[[ Exercise input, beginning ]]

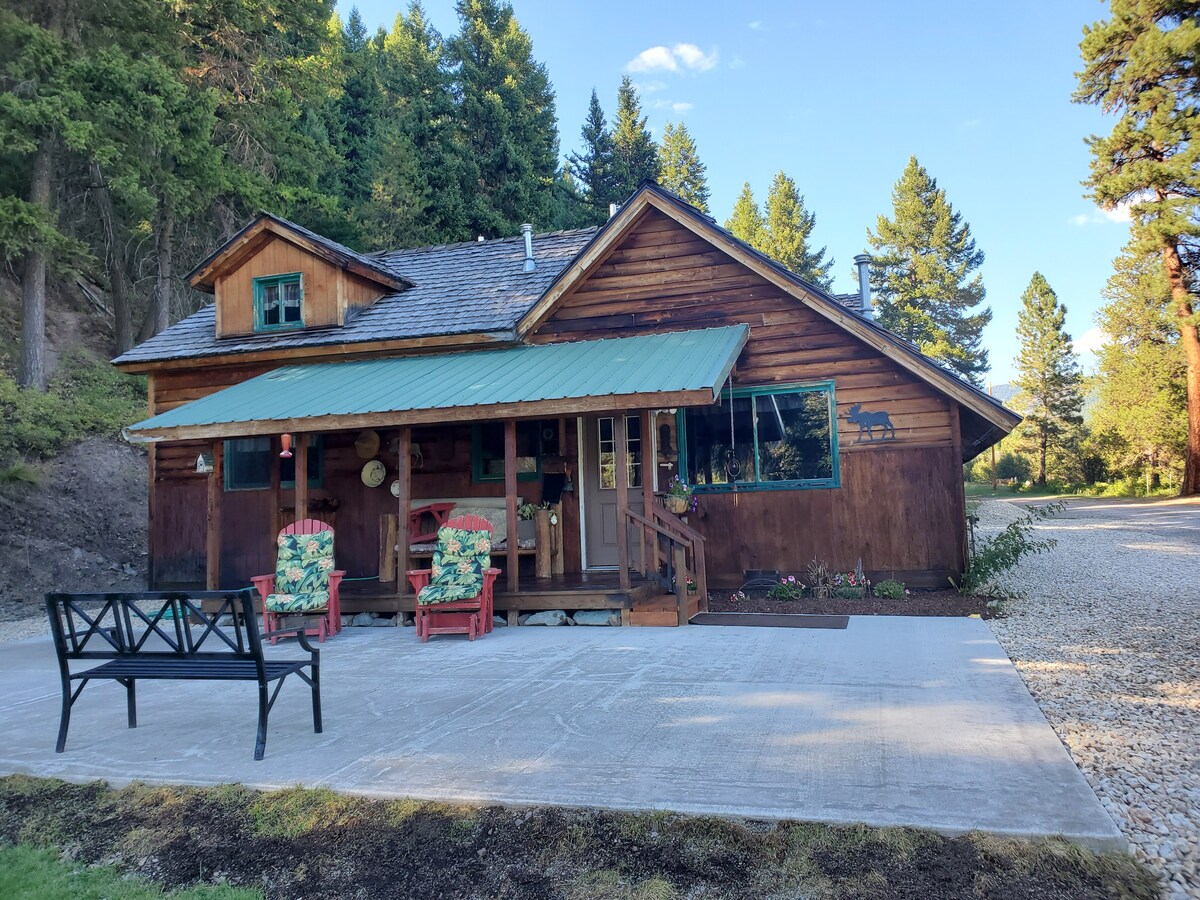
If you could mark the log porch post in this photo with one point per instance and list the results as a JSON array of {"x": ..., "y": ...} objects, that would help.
[
  {"x": 510, "y": 503},
  {"x": 213, "y": 517},
  {"x": 621, "y": 461},
  {"x": 405, "y": 483}
]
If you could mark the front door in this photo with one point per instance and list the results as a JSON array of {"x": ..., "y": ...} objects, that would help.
[{"x": 600, "y": 485}]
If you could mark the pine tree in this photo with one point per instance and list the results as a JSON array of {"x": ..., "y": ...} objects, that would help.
[
  {"x": 923, "y": 275},
  {"x": 1048, "y": 373},
  {"x": 636, "y": 157},
  {"x": 681, "y": 171},
  {"x": 507, "y": 119},
  {"x": 1141, "y": 65},
  {"x": 594, "y": 167},
  {"x": 747, "y": 222},
  {"x": 1141, "y": 387},
  {"x": 786, "y": 232}
]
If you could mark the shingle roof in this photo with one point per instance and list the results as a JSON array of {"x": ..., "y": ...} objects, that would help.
[{"x": 457, "y": 288}]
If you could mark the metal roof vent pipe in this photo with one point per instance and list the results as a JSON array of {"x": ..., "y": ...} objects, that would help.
[
  {"x": 864, "y": 285},
  {"x": 527, "y": 232}
]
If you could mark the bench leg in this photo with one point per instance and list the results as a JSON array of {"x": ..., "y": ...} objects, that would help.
[{"x": 261, "y": 741}]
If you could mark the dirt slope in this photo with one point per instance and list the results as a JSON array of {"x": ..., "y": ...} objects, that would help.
[{"x": 84, "y": 529}]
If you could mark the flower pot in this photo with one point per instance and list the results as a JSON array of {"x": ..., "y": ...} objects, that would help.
[{"x": 676, "y": 504}]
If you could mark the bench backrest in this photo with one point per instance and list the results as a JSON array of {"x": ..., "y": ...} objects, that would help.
[{"x": 155, "y": 624}]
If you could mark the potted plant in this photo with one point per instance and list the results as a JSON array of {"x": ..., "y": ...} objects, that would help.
[{"x": 681, "y": 498}]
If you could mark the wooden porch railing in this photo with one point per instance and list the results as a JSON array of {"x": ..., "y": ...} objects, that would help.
[{"x": 666, "y": 541}]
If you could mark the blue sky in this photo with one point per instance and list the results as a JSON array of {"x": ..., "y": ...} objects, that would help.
[{"x": 839, "y": 96}]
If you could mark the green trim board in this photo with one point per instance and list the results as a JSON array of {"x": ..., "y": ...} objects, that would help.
[
  {"x": 262, "y": 285},
  {"x": 529, "y": 381},
  {"x": 757, "y": 484}
]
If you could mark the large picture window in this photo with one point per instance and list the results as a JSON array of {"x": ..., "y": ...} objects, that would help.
[{"x": 762, "y": 438}]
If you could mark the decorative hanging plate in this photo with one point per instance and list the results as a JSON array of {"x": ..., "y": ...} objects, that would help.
[
  {"x": 373, "y": 473},
  {"x": 366, "y": 444}
]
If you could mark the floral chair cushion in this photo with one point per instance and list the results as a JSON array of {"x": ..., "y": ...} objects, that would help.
[
  {"x": 457, "y": 569},
  {"x": 301, "y": 573}
]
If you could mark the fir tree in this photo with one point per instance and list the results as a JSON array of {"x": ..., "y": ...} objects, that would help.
[
  {"x": 1141, "y": 65},
  {"x": 1048, "y": 373},
  {"x": 595, "y": 167},
  {"x": 507, "y": 119},
  {"x": 787, "y": 228},
  {"x": 681, "y": 171},
  {"x": 923, "y": 275},
  {"x": 636, "y": 157},
  {"x": 747, "y": 222}
]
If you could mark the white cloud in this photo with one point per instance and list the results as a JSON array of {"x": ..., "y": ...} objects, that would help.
[{"x": 683, "y": 57}]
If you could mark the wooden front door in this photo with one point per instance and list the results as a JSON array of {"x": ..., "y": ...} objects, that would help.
[{"x": 600, "y": 485}]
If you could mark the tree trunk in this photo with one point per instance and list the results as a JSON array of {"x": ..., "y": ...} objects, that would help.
[
  {"x": 33, "y": 282},
  {"x": 114, "y": 258},
  {"x": 1189, "y": 339}
]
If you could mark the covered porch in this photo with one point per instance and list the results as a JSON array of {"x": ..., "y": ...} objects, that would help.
[{"x": 451, "y": 431}]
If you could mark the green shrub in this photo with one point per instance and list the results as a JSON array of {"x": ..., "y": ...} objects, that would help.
[
  {"x": 891, "y": 589},
  {"x": 87, "y": 397}
]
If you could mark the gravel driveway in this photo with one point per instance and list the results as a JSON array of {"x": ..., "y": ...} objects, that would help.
[{"x": 1107, "y": 639}]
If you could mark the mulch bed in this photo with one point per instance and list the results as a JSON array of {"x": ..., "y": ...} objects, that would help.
[{"x": 918, "y": 603}]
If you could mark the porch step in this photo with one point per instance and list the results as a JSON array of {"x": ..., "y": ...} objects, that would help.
[{"x": 661, "y": 611}]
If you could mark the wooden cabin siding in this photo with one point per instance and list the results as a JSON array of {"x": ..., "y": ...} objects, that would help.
[
  {"x": 329, "y": 292},
  {"x": 899, "y": 505}
]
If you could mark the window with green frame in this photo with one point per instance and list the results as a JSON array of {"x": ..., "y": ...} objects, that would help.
[
  {"x": 534, "y": 438},
  {"x": 249, "y": 465},
  {"x": 279, "y": 303},
  {"x": 783, "y": 437}
]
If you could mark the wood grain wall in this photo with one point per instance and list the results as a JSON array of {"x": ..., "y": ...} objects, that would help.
[{"x": 329, "y": 292}]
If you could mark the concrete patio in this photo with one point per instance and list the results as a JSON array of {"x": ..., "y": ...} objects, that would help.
[{"x": 892, "y": 721}]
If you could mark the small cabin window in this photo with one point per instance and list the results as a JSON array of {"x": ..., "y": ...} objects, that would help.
[
  {"x": 279, "y": 303},
  {"x": 762, "y": 438},
  {"x": 249, "y": 465}
]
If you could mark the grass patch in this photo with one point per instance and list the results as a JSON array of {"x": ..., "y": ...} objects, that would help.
[
  {"x": 318, "y": 844},
  {"x": 31, "y": 874}
]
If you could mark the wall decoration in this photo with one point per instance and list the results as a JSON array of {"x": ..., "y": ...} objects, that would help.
[{"x": 868, "y": 423}]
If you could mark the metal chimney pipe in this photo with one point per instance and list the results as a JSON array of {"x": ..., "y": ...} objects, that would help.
[
  {"x": 864, "y": 283},
  {"x": 527, "y": 231}
]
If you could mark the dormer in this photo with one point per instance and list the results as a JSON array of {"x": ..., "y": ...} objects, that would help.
[{"x": 275, "y": 276}]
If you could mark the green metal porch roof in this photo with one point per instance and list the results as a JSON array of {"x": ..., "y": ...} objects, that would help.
[{"x": 676, "y": 369}]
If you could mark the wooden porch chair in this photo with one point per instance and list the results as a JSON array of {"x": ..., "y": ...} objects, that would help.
[
  {"x": 454, "y": 597},
  {"x": 305, "y": 582}
]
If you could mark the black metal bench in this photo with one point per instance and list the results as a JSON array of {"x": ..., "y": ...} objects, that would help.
[{"x": 169, "y": 636}]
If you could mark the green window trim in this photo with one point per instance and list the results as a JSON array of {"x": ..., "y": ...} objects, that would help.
[
  {"x": 833, "y": 481},
  {"x": 276, "y": 281},
  {"x": 477, "y": 456},
  {"x": 316, "y": 460}
]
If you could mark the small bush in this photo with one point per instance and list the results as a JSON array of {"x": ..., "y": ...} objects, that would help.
[{"x": 891, "y": 589}]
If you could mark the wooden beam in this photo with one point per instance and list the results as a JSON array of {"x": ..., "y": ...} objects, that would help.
[
  {"x": 213, "y": 517},
  {"x": 300, "y": 497},
  {"x": 621, "y": 463},
  {"x": 510, "y": 503},
  {"x": 403, "y": 503}
]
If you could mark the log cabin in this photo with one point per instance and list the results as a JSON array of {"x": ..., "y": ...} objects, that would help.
[{"x": 577, "y": 372}]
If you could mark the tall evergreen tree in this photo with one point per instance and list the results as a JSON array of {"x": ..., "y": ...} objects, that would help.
[
  {"x": 1048, "y": 373},
  {"x": 1141, "y": 385},
  {"x": 1141, "y": 65},
  {"x": 787, "y": 231},
  {"x": 507, "y": 119},
  {"x": 747, "y": 222},
  {"x": 924, "y": 275},
  {"x": 595, "y": 166},
  {"x": 679, "y": 167},
  {"x": 636, "y": 156}
]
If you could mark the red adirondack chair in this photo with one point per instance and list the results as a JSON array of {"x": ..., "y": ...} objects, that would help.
[
  {"x": 330, "y": 621},
  {"x": 471, "y": 617}
]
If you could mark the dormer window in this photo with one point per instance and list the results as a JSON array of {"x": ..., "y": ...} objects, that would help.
[{"x": 279, "y": 303}]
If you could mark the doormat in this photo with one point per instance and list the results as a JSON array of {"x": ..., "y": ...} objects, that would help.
[{"x": 769, "y": 619}]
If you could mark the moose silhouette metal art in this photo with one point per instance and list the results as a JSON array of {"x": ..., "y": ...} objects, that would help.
[{"x": 868, "y": 423}]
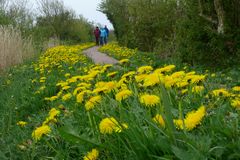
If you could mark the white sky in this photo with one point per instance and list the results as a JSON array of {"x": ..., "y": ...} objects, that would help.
[{"x": 88, "y": 8}]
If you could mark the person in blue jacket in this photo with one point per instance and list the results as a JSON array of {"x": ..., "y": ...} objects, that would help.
[
  {"x": 103, "y": 36},
  {"x": 107, "y": 31}
]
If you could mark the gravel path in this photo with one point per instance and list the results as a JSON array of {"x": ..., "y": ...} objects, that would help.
[{"x": 98, "y": 57}]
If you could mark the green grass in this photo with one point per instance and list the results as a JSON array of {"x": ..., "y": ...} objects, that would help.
[{"x": 77, "y": 130}]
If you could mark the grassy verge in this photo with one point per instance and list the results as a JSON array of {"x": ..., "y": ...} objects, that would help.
[{"x": 76, "y": 110}]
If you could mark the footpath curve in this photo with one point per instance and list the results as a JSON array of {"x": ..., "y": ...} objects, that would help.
[{"x": 98, "y": 57}]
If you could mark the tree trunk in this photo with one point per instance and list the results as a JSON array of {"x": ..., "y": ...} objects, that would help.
[{"x": 221, "y": 15}]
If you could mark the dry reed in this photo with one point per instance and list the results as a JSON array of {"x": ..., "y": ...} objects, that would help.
[{"x": 14, "y": 49}]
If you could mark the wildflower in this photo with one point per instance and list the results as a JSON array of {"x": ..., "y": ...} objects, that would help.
[
  {"x": 53, "y": 113},
  {"x": 197, "y": 78},
  {"x": 179, "y": 74},
  {"x": 123, "y": 61},
  {"x": 40, "y": 131},
  {"x": 140, "y": 78},
  {"x": 123, "y": 95},
  {"x": 53, "y": 98},
  {"x": 152, "y": 79},
  {"x": 236, "y": 103},
  {"x": 67, "y": 75},
  {"x": 165, "y": 69},
  {"x": 184, "y": 91},
  {"x": 220, "y": 92},
  {"x": 93, "y": 155},
  {"x": 110, "y": 125},
  {"x": 112, "y": 74},
  {"x": 86, "y": 85},
  {"x": 159, "y": 119},
  {"x": 75, "y": 92},
  {"x": 66, "y": 96},
  {"x": 66, "y": 87},
  {"x": 236, "y": 88},
  {"x": 92, "y": 102},
  {"x": 149, "y": 100},
  {"x": 192, "y": 119},
  {"x": 181, "y": 84},
  {"x": 145, "y": 69},
  {"x": 168, "y": 81},
  {"x": 21, "y": 123},
  {"x": 197, "y": 89}
]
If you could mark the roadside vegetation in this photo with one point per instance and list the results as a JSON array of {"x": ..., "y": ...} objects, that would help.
[
  {"x": 168, "y": 98},
  {"x": 65, "y": 107}
]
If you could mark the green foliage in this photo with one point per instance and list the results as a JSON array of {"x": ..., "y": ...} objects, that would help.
[
  {"x": 141, "y": 24},
  {"x": 198, "y": 41},
  {"x": 198, "y": 32}
]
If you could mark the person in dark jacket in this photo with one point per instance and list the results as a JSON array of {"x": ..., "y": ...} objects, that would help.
[
  {"x": 107, "y": 33},
  {"x": 103, "y": 36},
  {"x": 97, "y": 33}
]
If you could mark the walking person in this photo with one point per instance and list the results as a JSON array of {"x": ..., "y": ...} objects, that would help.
[
  {"x": 107, "y": 32},
  {"x": 103, "y": 36},
  {"x": 97, "y": 33}
]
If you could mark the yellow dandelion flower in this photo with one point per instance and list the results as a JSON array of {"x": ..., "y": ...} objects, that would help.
[
  {"x": 67, "y": 75},
  {"x": 236, "y": 88},
  {"x": 92, "y": 102},
  {"x": 149, "y": 100},
  {"x": 123, "y": 61},
  {"x": 93, "y": 155},
  {"x": 144, "y": 69},
  {"x": 236, "y": 103},
  {"x": 182, "y": 84},
  {"x": 54, "y": 112},
  {"x": 168, "y": 81},
  {"x": 184, "y": 91},
  {"x": 197, "y": 78},
  {"x": 192, "y": 119},
  {"x": 152, "y": 79},
  {"x": 40, "y": 131},
  {"x": 66, "y": 88},
  {"x": 179, "y": 74},
  {"x": 123, "y": 95},
  {"x": 112, "y": 74},
  {"x": 165, "y": 69},
  {"x": 159, "y": 120},
  {"x": 197, "y": 89},
  {"x": 66, "y": 96},
  {"x": 75, "y": 92},
  {"x": 110, "y": 125},
  {"x": 220, "y": 92},
  {"x": 21, "y": 123},
  {"x": 140, "y": 78},
  {"x": 129, "y": 74}
]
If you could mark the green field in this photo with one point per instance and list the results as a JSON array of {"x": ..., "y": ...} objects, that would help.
[{"x": 63, "y": 106}]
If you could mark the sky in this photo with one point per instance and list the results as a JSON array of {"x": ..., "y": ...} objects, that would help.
[{"x": 88, "y": 8}]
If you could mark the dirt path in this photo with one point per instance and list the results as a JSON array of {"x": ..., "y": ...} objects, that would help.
[{"x": 98, "y": 57}]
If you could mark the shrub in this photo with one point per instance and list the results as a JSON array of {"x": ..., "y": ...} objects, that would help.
[{"x": 14, "y": 48}]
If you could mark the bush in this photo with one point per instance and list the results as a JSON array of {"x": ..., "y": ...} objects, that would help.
[{"x": 14, "y": 48}]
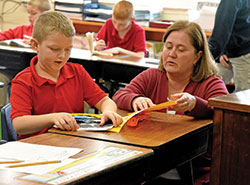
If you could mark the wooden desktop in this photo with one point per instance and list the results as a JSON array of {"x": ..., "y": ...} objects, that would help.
[
  {"x": 231, "y": 136},
  {"x": 175, "y": 139},
  {"x": 130, "y": 171}
]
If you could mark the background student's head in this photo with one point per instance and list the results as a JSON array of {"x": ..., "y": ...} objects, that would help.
[
  {"x": 35, "y": 8},
  {"x": 123, "y": 15}
]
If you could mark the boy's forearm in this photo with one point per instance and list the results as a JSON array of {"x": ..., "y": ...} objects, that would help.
[
  {"x": 31, "y": 123},
  {"x": 131, "y": 53}
]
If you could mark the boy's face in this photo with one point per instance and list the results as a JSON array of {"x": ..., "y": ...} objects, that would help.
[
  {"x": 121, "y": 25},
  {"x": 33, "y": 13},
  {"x": 53, "y": 52}
]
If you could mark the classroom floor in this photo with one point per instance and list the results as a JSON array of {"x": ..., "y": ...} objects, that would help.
[{"x": 201, "y": 171}]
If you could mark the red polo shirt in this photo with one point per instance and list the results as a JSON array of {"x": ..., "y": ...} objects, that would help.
[
  {"x": 17, "y": 33},
  {"x": 35, "y": 95},
  {"x": 134, "y": 39}
]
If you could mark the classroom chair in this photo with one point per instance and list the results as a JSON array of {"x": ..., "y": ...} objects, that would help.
[{"x": 8, "y": 132}]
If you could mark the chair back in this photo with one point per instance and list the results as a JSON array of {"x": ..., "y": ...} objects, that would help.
[{"x": 8, "y": 132}]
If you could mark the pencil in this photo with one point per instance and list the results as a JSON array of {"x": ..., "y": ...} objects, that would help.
[
  {"x": 31, "y": 164},
  {"x": 6, "y": 162}
]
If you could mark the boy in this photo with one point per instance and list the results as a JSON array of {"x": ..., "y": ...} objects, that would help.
[
  {"x": 121, "y": 34},
  {"x": 44, "y": 93},
  {"x": 34, "y": 9}
]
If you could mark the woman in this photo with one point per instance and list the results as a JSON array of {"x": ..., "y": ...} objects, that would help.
[{"x": 186, "y": 74}]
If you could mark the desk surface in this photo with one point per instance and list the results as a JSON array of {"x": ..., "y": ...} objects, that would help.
[
  {"x": 102, "y": 176},
  {"x": 159, "y": 129},
  {"x": 175, "y": 139}
]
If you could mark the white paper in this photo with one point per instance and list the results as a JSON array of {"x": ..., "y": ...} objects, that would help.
[{"x": 17, "y": 150}]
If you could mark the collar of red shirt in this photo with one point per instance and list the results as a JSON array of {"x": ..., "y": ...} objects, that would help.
[{"x": 65, "y": 74}]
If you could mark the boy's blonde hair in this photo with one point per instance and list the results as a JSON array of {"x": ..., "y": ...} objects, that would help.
[
  {"x": 52, "y": 22},
  {"x": 42, "y": 5},
  {"x": 205, "y": 66},
  {"x": 123, "y": 10}
]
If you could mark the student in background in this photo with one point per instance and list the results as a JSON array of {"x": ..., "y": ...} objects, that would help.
[
  {"x": 121, "y": 34},
  {"x": 44, "y": 94},
  {"x": 186, "y": 74},
  {"x": 230, "y": 42},
  {"x": 34, "y": 9}
]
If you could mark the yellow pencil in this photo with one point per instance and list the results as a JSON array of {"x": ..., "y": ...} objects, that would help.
[
  {"x": 31, "y": 164},
  {"x": 6, "y": 162}
]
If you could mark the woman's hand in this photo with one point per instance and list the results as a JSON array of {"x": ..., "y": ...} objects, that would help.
[
  {"x": 100, "y": 45},
  {"x": 185, "y": 102},
  {"x": 141, "y": 103},
  {"x": 64, "y": 121},
  {"x": 113, "y": 116},
  {"x": 224, "y": 61}
]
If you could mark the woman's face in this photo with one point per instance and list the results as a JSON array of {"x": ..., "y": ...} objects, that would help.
[{"x": 179, "y": 55}]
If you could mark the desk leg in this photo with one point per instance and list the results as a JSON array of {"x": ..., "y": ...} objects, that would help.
[{"x": 186, "y": 172}]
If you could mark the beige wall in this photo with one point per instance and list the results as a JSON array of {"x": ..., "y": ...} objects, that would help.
[{"x": 13, "y": 19}]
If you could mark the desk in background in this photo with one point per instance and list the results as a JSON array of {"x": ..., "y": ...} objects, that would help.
[
  {"x": 128, "y": 172},
  {"x": 175, "y": 139},
  {"x": 152, "y": 34},
  {"x": 14, "y": 59},
  {"x": 117, "y": 68},
  {"x": 231, "y": 136}
]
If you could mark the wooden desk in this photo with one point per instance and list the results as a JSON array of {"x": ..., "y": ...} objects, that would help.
[
  {"x": 175, "y": 139},
  {"x": 231, "y": 136},
  {"x": 130, "y": 171},
  {"x": 152, "y": 34},
  {"x": 14, "y": 59}
]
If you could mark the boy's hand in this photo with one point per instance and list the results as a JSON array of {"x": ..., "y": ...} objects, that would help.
[
  {"x": 115, "y": 50},
  {"x": 113, "y": 116},
  {"x": 141, "y": 103},
  {"x": 65, "y": 121},
  {"x": 100, "y": 45}
]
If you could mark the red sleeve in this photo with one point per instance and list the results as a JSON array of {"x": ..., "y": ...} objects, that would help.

[[ Exercise input, end ]]

Instructions to follow -
Begin with the line that contains "If you could mark the boy's hand" and end with the last line of the records; set down every line in that span exactly, and nothing else.

Problem solution -
If you could mark the boy's hand in this photo with one point per instance and list the results as a JSON array of {"x": ..., "y": ...} objects, that would help.
[
  {"x": 115, "y": 50},
  {"x": 113, "y": 116},
  {"x": 141, "y": 103},
  {"x": 65, "y": 121},
  {"x": 100, "y": 45}
]
If you could mark the red sleeve in this photo with one point per instance and list the results as a JSON array of {"x": ..., "y": ...} objects, that would help.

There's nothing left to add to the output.